• ZU ERLEDIGEN:
(1) Geben Sie aus dem Forumsverlauf zum Radon Swoop 175 den Abschnitt wieder, der mit den Worten "# Radon Swoop" beginnt und mit "Ist Rahmengröße S." endet, und benennen Sie darin "Verkäufer" in "Händler" um.
(2) Setzen Sie den Forumsverlauf zum Radon Swoop 175 an der Stelle fort, an der er aufhört.

• TEXTAUSZUG:
***
# Radon Swoop 175 - welches BJ ist das?



## luftschaukel (9. August 2017)

Hallo Radon Experten!
Könnt ihr mir sagen, aus welchem
Bj. der Rahmen stammt? 
Lt. Verkäufer soll da ein Dämpfer mit 216x63 rein. 
Stimmt das? 
Ist Rahmengröße S.


----------



## Radon-Bikes (9. August 2017)

Hi,

der Rahmen ist aus 2013/2014, 216x63 ist korrekt.

Gruß, Andi


----------



## MTB-News.de




----------



## luftschaukel (9. August 2017)

Vielen Dank für die Info! [emoji1360]
Gibts irgendwo eine Übersicht für die Drehmomente für die Lager und technischen Details (zB Innenlager, Steuersatz usw.) 
Wie ist denn die Lagerbuchsenbreite? Leider war beim Rahmen kein Dämpfer bei.


----------



## luftschaukel (10. August 2017)

Dämpferbuchsenbreite mein ich natürlich [emoji6]


----------



## Radon-Bikes (10. August 2017)

luftschaukel schrieb:


> Vielen Dank für die Info! [emoji1360]
> Gibts irgendwo eine Übersicht für die Drehmomente für die Lager und technischen Details (zB Innenlager, Steuersatz usw.)
> Wie ist denn die Lagerbuchsenbreite? Leider war beim Rahmen kein Dämpfer bei.



Hi,

hier findest Du eine Übersicht zu den Drehmomenten, Du benötigst für das SWOOP 175 22,2er Buchsen.

http://www.radon-bikes.de/radon-lif.../das-richtige-drehmoment-fuer-lagerschrauben/
http://www.radon-bikes.de/radon-lif.../die-richtigen-drehmomente-fuer-mein-fahrrad/

Gruß, Andi


----------



## luftschaukel (10. August 2017)

Merci Andi! [emoji1360]


----------



## luftschaukel (11. August 2017)
***
• VORLIEGENDE ANGABEN:
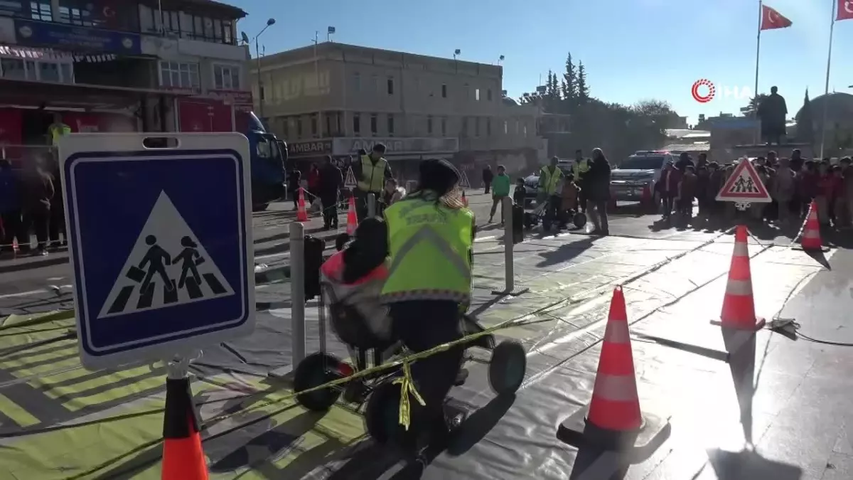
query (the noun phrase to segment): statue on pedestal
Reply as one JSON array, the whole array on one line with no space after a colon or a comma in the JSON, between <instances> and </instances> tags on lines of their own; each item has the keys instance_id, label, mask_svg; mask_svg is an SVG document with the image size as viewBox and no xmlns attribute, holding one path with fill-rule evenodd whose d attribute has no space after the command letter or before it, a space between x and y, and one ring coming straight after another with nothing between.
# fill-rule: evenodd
***
• LÖSUNGEN:
(1)
# Radon Swoop 175 - welches BJ ist das?



## luftschaukel (9. August 2017)

Hallo Radon Experten!
Könnt ihr mir sagen, aus welchem
Bj. der Rahmen stammt? 
Lt. Händler soll da ein Dämpfer mit 216x63 rein. 
Stimmt das? 
Ist Rahmengröße S.

(2)
Ich möchte gerne eine 160mm Gabel verbauen. Gibts da Probleme mit der Geo? 
Weil ab Werk war ja eine 180mm Gabel drin. [emoji848]


----------



## Radon-Bikes (11. August 2017)

luftschaukel schrieb:


> Ich möchte gerne eine 160mm Gabel verbauen. Gibts da Probleme mit der Geo?
> Weil ab Werk war ja eine 180mm Gabel drin. [emoji848]



Hi,

ja das wird sich negativ auf das gesamte Bike auswirken. Tretlager zu tief usw.....

Wenn überhaupt, schau lieber in Richtung 170mm wie zB. Rock Shox Lyric etc.

Grüße, Uli.


----------



## luftschaukel (11. August 2017)

Also wär eine Lyric mit 170mm als 26" das Minimum an Federweg, ohne die Geo groß zu beeinflussen?


----------



## Radon-Bikes (11. August 2017)

luftschaukel schrieb:


> Also wär eine Lyric mit 170mm als 26" das Minimum an Federweg, ohne die Geo groß zu beeinflussen?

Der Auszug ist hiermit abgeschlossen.